Brief >> Word for word, restate the records from their first line through the line with "Where can the asphalt", both ends included; omit each picture.

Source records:
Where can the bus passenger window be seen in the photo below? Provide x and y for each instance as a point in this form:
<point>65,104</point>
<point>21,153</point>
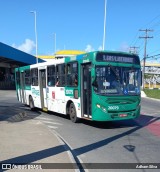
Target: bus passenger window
<point>51,75</point>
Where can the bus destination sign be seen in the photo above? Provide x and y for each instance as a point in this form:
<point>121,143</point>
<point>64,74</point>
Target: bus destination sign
<point>114,58</point>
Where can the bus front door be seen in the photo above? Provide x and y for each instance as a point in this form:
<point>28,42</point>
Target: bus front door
<point>22,87</point>
<point>86,90</point>
<point>43,90</point>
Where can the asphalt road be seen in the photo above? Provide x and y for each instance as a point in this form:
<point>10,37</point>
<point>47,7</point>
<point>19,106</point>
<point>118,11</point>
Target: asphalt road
<point>131,141</point>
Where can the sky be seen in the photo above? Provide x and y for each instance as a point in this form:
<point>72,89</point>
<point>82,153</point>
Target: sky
<point>79,25</point>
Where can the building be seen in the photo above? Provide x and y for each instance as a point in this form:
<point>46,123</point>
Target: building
<point>152,75</point>
<point>61,54</point>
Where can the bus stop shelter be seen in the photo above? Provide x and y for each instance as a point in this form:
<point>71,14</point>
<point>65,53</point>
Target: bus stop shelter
<point>10,58</point>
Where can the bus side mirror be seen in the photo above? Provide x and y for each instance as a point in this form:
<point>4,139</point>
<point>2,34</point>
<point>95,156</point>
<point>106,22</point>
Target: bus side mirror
<point>94,83</point>
<point>141,78</point>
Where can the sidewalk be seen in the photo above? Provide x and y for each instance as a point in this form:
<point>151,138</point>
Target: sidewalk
<point>30,141</point>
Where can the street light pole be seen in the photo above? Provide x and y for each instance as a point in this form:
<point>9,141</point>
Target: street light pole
<point>35,27</point>
<point>54,43</point>
<point>104,33</point>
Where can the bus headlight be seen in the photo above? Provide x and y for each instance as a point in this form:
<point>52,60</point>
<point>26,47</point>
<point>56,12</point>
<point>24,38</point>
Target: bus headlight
<point>98,105</point>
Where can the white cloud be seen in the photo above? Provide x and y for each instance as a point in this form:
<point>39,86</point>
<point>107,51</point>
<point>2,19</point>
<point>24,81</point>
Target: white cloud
<point>27,46</point>
<point>89,48</point>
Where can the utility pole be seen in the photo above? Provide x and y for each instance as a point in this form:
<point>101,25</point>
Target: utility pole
<point>133,50</point>
<point>145,47</point>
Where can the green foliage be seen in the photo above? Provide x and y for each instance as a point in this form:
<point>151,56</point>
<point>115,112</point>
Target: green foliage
<point>153,93</point>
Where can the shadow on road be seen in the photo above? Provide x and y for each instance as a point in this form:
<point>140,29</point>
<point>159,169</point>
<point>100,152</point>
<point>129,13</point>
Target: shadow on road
<point>17,113</point>
<point>143,121</point>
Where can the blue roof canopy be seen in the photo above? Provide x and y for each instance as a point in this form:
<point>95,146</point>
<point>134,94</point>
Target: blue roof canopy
<point>12,55</point>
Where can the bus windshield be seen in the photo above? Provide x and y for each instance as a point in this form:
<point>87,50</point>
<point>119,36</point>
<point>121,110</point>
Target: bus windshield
<point>113,80</point>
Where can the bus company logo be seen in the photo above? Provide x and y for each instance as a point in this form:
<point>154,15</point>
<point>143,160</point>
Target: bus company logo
<point>113,107</point>
<point>69,92</point>
<point>36,92</point>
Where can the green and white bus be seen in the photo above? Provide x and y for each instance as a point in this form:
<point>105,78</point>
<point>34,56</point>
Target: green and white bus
<point>98,86</point>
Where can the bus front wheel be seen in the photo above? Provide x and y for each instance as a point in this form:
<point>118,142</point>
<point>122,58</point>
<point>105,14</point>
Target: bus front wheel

Exercise answer >>
Where can the bus passenger window be seen in the photo below? Provide x and y for each instance as a point in this form:
<point>65,104</point>
<point>21,153</point>
Target: bus passenger window
<point>51,75</point>
Where can the bus destination sign be seen in the photo above? Provide x and y for each instance as a point in this form:
<point>121,143</point>
<point>64,74</point>
Target: bus destination sign
<point>114,58</point>
Where can the bus front door be seen in the photo above? Provide x and y for each instance as a point in this form:
<point>28,42</point>
Target: bus front door
<point>22,87</point>
<point>86,90</point>
<point>43,90</point>
Where can the asphalt road be seen in the photo above? Provide x and y for each instance as a point in this form:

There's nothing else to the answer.